* **Given problem**: Copy every item below verbatim, including each line of coordinates.

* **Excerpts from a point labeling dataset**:
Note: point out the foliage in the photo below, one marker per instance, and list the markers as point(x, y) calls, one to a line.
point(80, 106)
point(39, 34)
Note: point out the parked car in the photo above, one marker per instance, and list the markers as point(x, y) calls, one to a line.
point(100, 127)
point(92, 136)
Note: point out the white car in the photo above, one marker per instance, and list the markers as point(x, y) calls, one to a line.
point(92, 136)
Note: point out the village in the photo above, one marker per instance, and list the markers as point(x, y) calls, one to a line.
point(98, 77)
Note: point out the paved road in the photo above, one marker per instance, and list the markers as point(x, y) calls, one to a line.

* **Full output**:
Note: point out the foliage in the photo below, one marker per instance, and list the markers as point(x, y) calls, one to a line.
point(80, 106)
point(39, 34)
Note: point out the parked car in the photo above, one marker per instance, and list the markers as point(x, y) calls, one to a line.
point(100, 127)
point(92, 136)
Note: point out the white car in the photo above, one marker per instance, and list the markers as point(x, y) calls, one to a line.
point(92, 136)
Note: point out the village in the photo above, one marker per instance, and list the markers as point(x, y) calls, one to a line.
point(98, 77)
Note: point out the paved road in the photo above, one marker per instance, and list the markers as point(x, y) calls, one to a line.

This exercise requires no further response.